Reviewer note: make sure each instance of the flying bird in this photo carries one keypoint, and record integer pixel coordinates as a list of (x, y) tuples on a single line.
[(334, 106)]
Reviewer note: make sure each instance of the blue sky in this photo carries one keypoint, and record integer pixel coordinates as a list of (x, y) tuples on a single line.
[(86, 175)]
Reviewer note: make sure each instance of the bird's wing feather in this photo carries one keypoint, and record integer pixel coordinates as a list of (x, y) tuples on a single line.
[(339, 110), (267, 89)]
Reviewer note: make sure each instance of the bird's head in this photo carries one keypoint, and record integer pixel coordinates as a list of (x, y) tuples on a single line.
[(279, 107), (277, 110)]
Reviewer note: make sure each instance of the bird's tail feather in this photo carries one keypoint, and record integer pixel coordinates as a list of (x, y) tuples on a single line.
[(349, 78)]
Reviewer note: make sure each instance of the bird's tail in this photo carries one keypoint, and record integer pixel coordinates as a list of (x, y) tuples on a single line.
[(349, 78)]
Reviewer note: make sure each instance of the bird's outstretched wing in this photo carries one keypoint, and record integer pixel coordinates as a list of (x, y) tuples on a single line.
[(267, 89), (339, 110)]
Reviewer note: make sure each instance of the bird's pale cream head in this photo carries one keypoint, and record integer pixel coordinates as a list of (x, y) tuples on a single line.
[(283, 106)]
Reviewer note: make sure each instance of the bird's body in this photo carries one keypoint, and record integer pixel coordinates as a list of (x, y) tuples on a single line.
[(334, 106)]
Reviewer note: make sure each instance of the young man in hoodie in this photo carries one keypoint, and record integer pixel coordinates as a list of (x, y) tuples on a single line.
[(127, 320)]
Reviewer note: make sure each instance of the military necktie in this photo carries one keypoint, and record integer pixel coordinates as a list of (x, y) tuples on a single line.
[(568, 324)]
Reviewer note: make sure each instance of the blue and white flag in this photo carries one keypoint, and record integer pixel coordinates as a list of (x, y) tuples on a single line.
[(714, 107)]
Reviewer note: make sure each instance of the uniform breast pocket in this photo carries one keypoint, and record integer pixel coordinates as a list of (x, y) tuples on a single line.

----------

TASK PROMPT —
Take the line containing "Reviewer note: make sure each instance of the military" as the start and the last line of the data as the end, and reproduce that range exactly.

RESPONSE BOX —
Reviewer note: make sure each instance of the military necktie in this photo carries one keypoint, and record integer pixel coordinates as a list of (x, y) tuples on a single line.
[(568, 324)]
Reviewer note: make sure each instance of the blue and white flag in this photo carries one keypoint, and record integer pixel coordinates as a list of (x, y) tuples on a single line.
[(714, 107)]
Reviewer note: make sure each instance of the uniform breast pocket in this photo carries one keypoint, and record integer pixel coordinates as a list of (x, y) tuples on a single line.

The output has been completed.